#### Written exercise
Show each line below containing the string "bird", copied in full.

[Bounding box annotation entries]

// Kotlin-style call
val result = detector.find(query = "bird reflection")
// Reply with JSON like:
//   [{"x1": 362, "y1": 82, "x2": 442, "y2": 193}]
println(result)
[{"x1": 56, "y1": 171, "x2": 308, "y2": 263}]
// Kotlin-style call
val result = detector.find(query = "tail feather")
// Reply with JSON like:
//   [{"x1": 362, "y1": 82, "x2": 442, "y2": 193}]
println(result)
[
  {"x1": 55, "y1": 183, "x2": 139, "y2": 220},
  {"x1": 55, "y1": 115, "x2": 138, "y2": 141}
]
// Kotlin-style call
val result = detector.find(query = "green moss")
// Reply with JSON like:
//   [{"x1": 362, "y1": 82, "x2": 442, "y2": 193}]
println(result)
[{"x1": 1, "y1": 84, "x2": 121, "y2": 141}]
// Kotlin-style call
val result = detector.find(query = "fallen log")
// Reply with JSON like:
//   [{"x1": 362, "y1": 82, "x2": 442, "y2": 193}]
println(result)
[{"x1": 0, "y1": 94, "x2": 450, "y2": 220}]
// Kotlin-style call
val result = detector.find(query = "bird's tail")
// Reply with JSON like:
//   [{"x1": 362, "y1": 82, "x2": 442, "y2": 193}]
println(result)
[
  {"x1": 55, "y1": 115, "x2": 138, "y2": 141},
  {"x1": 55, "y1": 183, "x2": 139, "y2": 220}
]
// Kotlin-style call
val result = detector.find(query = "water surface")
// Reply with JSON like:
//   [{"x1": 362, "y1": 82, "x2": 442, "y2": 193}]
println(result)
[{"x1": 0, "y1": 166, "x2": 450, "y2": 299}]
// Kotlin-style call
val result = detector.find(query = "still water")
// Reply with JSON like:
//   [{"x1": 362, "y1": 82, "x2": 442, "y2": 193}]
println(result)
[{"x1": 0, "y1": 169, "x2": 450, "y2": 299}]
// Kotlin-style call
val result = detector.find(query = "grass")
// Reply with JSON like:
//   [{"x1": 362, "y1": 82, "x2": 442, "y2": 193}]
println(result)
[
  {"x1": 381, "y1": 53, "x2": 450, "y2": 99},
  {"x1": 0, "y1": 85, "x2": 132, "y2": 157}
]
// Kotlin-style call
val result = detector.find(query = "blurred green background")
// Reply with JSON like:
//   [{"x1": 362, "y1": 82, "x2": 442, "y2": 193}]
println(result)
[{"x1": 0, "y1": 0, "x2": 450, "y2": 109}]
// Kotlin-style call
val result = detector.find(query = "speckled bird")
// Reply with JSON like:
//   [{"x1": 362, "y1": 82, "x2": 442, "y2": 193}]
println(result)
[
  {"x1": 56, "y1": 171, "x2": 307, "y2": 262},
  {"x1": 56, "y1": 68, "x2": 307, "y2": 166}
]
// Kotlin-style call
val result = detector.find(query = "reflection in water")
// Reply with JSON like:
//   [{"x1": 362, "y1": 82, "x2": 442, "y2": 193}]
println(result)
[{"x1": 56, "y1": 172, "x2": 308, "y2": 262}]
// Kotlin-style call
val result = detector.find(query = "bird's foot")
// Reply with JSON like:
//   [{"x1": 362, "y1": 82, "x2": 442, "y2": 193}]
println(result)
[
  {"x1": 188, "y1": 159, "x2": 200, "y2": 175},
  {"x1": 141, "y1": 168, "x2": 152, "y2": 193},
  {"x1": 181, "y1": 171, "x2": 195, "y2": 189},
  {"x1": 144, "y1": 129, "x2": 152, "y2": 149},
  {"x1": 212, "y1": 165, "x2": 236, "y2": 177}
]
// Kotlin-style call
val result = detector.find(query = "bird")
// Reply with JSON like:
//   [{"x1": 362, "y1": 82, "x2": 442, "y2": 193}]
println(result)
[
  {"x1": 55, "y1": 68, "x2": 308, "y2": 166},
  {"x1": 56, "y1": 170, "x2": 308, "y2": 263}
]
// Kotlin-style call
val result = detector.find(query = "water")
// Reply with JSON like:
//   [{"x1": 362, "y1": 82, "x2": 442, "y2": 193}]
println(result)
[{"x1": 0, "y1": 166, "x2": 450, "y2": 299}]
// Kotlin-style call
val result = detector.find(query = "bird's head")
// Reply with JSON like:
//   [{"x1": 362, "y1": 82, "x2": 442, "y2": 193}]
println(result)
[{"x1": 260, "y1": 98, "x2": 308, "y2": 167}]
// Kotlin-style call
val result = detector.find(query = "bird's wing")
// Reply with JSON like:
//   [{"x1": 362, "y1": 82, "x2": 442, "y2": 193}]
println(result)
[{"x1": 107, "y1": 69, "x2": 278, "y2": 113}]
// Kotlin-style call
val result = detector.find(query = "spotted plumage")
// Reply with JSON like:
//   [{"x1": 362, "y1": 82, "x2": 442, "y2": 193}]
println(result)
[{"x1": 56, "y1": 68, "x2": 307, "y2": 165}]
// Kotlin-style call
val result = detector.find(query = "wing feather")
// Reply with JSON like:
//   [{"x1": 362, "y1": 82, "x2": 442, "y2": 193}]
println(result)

#### The solution
val result = detector.find(query = "bird reflection")
val result = detector.find(query = "bird's tail")
val result = detector.find(query = "speckled bird")
val result = detector.find(query = "bird's foot")
val result = detector.find(query = "bird")
val result = detector.find(query = "bird's head")
val result = detector.find(query = "bird's wing")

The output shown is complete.